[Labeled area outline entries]

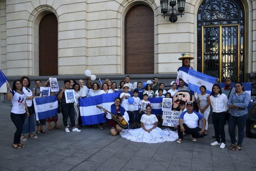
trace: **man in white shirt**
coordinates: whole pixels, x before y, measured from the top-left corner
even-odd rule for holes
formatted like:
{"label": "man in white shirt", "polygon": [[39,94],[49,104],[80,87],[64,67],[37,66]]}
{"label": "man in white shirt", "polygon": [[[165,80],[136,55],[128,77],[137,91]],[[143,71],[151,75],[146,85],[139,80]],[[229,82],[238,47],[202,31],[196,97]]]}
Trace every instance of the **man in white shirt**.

▶ **The exercise**
Please count how many lines of the material above contain the string "polygon", treating uppercase and lowercase as different, and reply with the number alone.

▶ **Solution to the exercise**
2